#### [Exercise prompt]
Copy every entry below exactly, and keep out the pictures.

-------------------------

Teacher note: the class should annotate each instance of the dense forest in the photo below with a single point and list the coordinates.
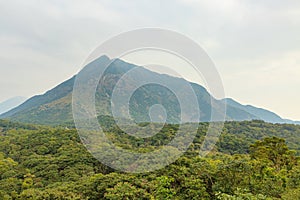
(252, 160)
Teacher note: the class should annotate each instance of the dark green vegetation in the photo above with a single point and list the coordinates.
(249, 162)
(54, 107)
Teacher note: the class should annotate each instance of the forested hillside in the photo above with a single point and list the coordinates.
(39, 162)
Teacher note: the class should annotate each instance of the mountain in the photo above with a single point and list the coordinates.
(11, 103)
(55, 106)
(260, 113)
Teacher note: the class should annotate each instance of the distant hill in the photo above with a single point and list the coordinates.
(55, 106)
(11, 103)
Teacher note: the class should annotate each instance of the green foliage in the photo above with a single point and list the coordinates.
(39, 162)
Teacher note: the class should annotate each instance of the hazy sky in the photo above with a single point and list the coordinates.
(255, 44)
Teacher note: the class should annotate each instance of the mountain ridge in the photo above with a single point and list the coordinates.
(55, 105)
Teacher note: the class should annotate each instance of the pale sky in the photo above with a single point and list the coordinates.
(255, 44)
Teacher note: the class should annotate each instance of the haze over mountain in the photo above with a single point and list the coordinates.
(11, 103)
(55, 106)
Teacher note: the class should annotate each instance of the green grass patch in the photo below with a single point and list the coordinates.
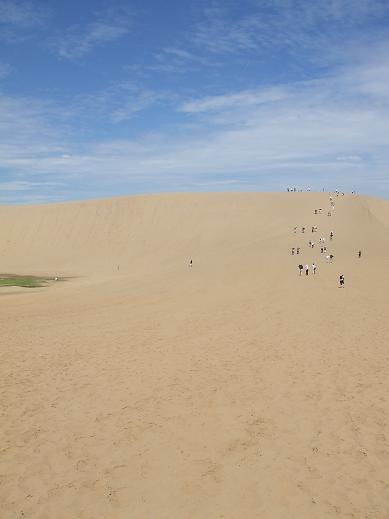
(23, 281)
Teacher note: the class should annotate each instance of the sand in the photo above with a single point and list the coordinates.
(142, 388)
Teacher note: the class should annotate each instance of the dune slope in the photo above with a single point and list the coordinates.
(143, 388)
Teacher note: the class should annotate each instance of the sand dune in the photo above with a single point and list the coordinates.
(143, 388)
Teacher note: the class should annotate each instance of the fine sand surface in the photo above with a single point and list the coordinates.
(142, 388)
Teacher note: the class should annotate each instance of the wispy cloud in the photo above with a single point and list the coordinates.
(237, 100)
(19, 18)
(79, 40)
(119, 102)
(308, 27)
(22, 14)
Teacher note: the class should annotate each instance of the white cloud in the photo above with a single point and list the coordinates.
(79, 41)
(241, 99)
(20, 14)
(331, 130)
(324, 28)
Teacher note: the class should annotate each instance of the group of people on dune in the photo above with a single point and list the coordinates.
(323, 247)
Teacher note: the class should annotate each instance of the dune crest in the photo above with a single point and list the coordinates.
(143, 387)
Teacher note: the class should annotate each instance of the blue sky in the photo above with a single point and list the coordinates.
(103, 98)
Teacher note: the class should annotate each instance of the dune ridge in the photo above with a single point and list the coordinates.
(145, 388)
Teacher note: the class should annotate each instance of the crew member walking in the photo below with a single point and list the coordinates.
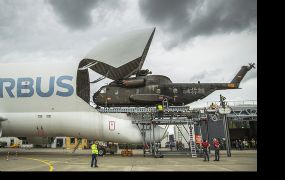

-------------------------

#### [Result of this exercise]
Teacher note: the class should annotate each instance of the dense forest in the photo below with a single point and list the coordinates.
(252, 160)
Teacher note: the class should annotate each instance of the dark green vegetation in the photo above with a single point and list the coordinates.
(249, 162)
(54, 107)
Teacher note: the class should annotate each instance of the forested hillside in the photo above with a single point and list the coordinates.
(39, 162)
Teacher note: the class should annotate each instance of the mountain in the photo above with a single point and list the coordinates.
(11, 103)
(55, 106)
(260, 113)
Teacher note: the class should annotate each instance of the distant hill in the photo above with a single point and list the coordinates.
(55, 106)
(11, 103)
Teacher note: the class should annotate each instance of the green foliage in the photo above with a single point and list the coordinates.
(39, 162)
Teacher note: the class should annotate each instance of the hazy sky in the photo above with a single point and list the coordinates.
(255, 44)
Teacher note: the class should annotate each instance of the mountain ridge in the photo above with a single point and list the coordinates.
(55, 105)
Teacher note: the class should annotate each instance of the pale sky in the photo above with a single point and list the coordinates.
(255, 44)
Teacher note: the class should annotate each instance of the haze over mountain in the photo above with a single point and list the coordinates.
(11, 103)
(55, 106)
Teacher note: the class should annotate each instance of the green grass patch in the photo below with a single point and list the coordinates.
(23, 281)
Teacher note: the class should annotate each instance of the sand in the photo above with a single point and list the coordinates.
(142, 388)
Teacher note: the class should annotate each instance of the dune slope in the photo above with a single point and list the coordinates.
(143, 388)
Teacher note: the class should annotate each instance of the sand dune in the photo above with a single point and list the coordinates.
(143, 388)
Teacher note: the class should annotate each instance of the fine sand surface in the photo above with a single point and list the coordinates.
(142, 388)
Teacher note: the class should annotate each instance of the wispy cloud in the photo above with a single point and list the coordinates.
(237, 100)
(19, 18)
(79, 40)
(119, 102)
(308, 27)
(22, 14)
Teacher note: the class should annotate each instance of the white cloud in the photo above with a single point and list the coordinates.
(79, 41)
(241, 99)
(20, 14)
(331, 130)
(324, 28)
Teacher note: the class should annotate each instance of the group of people on dune in the photo above with a single point and list the coordinates.
(323, 247)
Teacher note: the class should annotate each instance of the dune crest in the photo above with a single point and list the coordinates.
(143, 387)
Teacher note: the class should annotate each instance of the blue sky in the photo above with a single point and list the coordinates.
(103, 98)
Teacher note: the class should annotate each instance of the dune ridge in the photo above with a single point and list the coordinates.
(145, 388)
Teacher note: the class should annotate each instance of the crew member walking in the photo below with a single point and list the coordinates.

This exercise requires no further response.